*What the task asks*
Copy the inner product thread word for word, between "so here we have" and "the wrong problem.", inclusive.

>> Begin Supplied passage

Question

Linear Algebra....
Need help with #6 part III.... Please see attachment

Answer 1

the inner product is bilinear, so $$\langle a+b,c+d\rangle=\langle a+b,c\rangle+\langle a+b,d\rangle=\langle a,c\rangle +\langle b,c\rangle+\langle a,d\rangle+\langle b,d\rangle$$

Answer 2

I am about to upload what I have done... don;t know where to go from there

Answer 3

so here we have $$\langle 2u+3v-w,u-v+w\rangle\\\quad =\langle 2u,u\rangle+\langle2u,-v\rangle+\langle 2u,w\rangle\\\qquad +\langle 3v,u\rangle+\langle3v,-v\rangle+\langle 3v,w\rangle\\\qquad+\langle -w,u\rangle+\langle-w,-v\rangle+\langle -w,w\rangle$$

Answer 4

now we're told that \(u,v,w\) are unit vectors, so \(\|u\|=\|v\|=\|w\|=1\) and we're also told that they're each separated from one another by an angle of \(\pi/4\) in space

Answer 5

I think your looking at the wrong problem.

>> End Supplied passage
>> Begin Stored data

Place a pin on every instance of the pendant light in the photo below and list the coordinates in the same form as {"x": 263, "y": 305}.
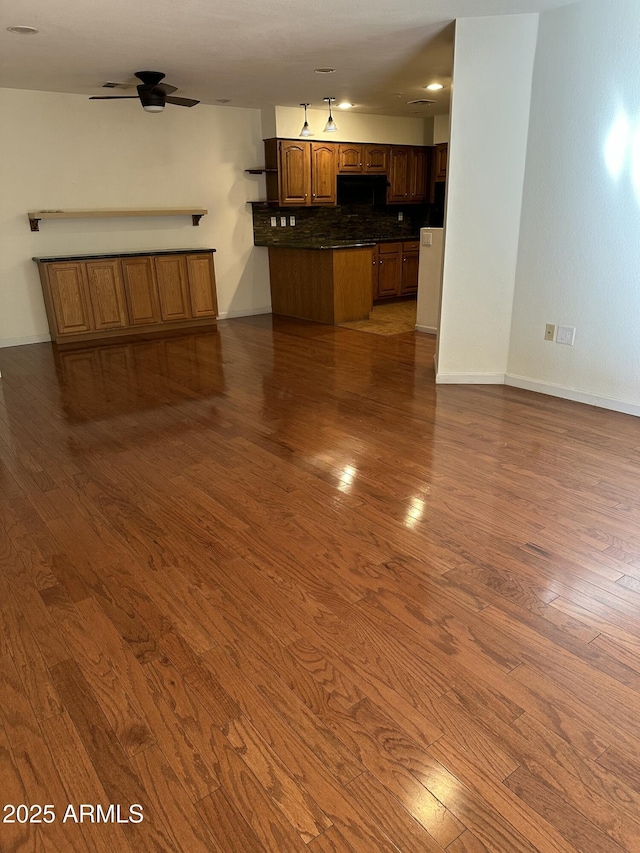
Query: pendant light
{"x": 330, "y": 126}
{"x": 306, "y": 130}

>> End Stored data

*Output*
so here we have $$\langle 2u+3v-w,u-v+w\rangle\\\quad =\langle 2u,u\rangle+\langle2u,-v\rangle+\langle 2u,w\rangle\\\qquad +\langle 3v,u\rangle+\langle3v,-v\rangle+\langle 3v,w\rangle\\\qquad+\langle -w,u\rangle+\langle-w,-v\rangle+\langle -w,w\rangle$$

Answer 4

now we're told that \(u,v,w\) are unit vectors, so \(\|u\|=\|v\|=\|w\|=1\) and we're also told that they're each separated from one another by an angle of \(\pi/4\) in space

Answer 5

I think your looking at the wrong problem.